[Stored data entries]
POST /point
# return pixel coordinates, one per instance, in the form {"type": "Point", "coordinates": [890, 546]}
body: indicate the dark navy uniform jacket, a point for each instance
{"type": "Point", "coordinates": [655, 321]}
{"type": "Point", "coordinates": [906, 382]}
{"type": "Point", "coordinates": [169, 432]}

* Activity: Each line from the one holding "body: indicate the" down to the end of the records above is to be repeated exactly; no other line belongs in the reply.

* Response box:
body: indicate the dark navy uniform jacket, a point for each instance
{"type": "Point", "coordinates": [655, 321]}
{"type": "Point", "coordinates": [906, 382]}
{"type": "Point", "coordinates": [169, 432]}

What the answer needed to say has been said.